Written request >>
Return every line of the records below that contains the word "person".

Named-object pointing records
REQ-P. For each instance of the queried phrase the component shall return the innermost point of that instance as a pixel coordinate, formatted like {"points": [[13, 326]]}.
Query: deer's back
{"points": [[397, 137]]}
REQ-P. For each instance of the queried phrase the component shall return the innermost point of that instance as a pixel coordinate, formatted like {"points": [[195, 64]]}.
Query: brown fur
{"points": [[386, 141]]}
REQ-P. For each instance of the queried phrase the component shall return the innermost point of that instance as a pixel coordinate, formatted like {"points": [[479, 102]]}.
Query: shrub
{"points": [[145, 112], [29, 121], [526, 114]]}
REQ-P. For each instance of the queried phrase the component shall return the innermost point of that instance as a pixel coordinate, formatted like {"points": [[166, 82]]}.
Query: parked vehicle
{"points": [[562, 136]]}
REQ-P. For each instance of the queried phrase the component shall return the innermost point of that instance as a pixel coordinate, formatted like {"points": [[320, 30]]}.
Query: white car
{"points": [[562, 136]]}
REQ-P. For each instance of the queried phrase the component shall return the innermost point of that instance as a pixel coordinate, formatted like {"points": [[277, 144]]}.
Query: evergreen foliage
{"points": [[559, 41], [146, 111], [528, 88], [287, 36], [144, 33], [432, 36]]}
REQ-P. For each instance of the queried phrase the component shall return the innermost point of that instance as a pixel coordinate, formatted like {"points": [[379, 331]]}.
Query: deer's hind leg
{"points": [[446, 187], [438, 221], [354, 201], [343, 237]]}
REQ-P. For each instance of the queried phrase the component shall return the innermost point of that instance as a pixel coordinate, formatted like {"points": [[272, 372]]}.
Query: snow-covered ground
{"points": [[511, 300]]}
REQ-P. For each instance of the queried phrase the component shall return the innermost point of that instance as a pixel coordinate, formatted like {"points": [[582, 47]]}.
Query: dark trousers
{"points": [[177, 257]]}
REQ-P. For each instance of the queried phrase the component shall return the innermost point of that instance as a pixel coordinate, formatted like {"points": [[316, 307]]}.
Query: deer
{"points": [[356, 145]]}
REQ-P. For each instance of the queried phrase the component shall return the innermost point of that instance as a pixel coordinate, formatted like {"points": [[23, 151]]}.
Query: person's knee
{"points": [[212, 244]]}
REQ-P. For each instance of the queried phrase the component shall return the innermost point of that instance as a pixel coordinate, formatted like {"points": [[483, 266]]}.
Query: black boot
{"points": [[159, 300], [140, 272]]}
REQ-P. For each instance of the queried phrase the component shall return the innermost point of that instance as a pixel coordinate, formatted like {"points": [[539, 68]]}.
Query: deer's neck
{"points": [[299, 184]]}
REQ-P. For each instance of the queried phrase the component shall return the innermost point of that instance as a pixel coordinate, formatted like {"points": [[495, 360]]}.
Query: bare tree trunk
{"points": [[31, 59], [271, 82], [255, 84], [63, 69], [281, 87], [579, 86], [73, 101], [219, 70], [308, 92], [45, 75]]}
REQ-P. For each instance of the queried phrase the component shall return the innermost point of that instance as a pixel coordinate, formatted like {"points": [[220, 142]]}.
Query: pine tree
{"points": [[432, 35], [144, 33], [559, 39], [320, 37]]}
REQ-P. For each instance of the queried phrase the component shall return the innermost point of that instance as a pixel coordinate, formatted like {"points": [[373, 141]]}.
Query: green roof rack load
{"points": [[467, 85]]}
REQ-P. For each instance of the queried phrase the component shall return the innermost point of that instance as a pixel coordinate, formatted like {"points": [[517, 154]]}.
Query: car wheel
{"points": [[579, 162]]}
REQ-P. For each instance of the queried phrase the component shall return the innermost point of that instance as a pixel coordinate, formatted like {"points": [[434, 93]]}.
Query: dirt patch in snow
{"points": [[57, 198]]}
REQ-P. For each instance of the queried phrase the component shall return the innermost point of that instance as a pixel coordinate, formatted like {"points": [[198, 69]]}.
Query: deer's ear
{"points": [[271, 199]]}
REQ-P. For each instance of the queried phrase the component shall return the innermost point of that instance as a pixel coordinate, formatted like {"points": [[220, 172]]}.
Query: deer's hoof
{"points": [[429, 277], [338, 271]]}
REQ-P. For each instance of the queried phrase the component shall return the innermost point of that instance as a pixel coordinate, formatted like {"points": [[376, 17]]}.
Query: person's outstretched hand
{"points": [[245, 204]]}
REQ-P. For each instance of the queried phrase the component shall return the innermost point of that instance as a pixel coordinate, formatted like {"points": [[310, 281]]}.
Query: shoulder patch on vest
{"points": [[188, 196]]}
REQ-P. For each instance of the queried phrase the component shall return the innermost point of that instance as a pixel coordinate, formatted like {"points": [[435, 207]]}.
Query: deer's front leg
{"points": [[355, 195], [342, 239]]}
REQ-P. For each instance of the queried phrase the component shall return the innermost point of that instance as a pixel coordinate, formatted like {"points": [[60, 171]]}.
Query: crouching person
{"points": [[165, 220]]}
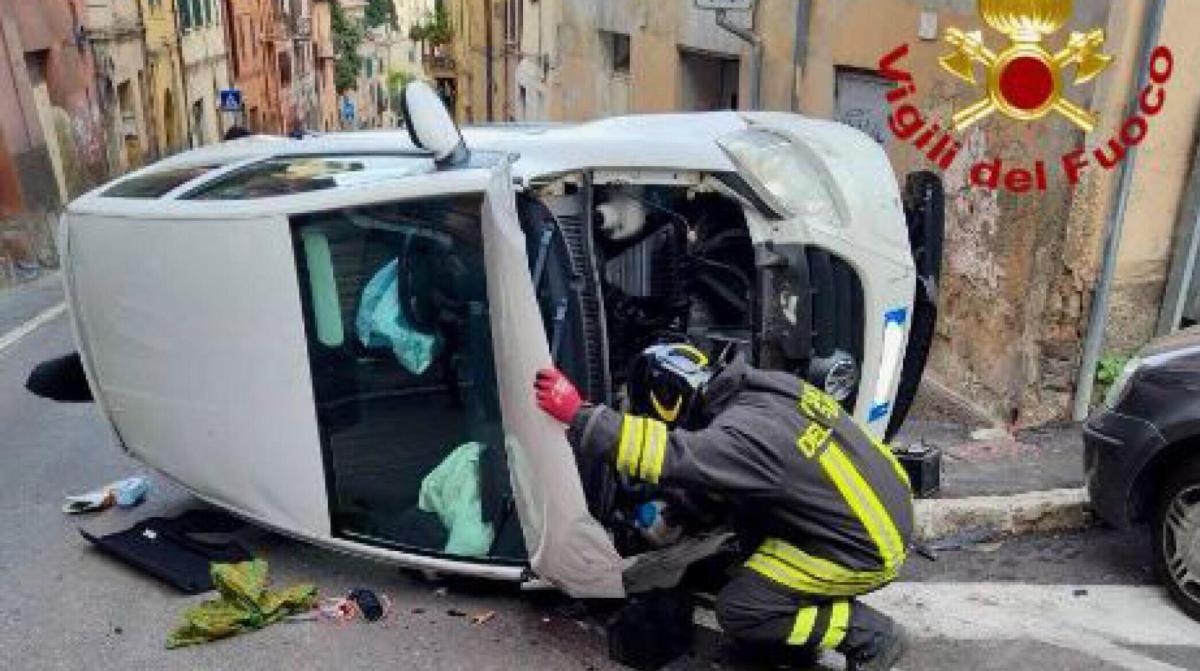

Result below >>
Query: person's knee
Query: person's outstretched hand
Query: crouching person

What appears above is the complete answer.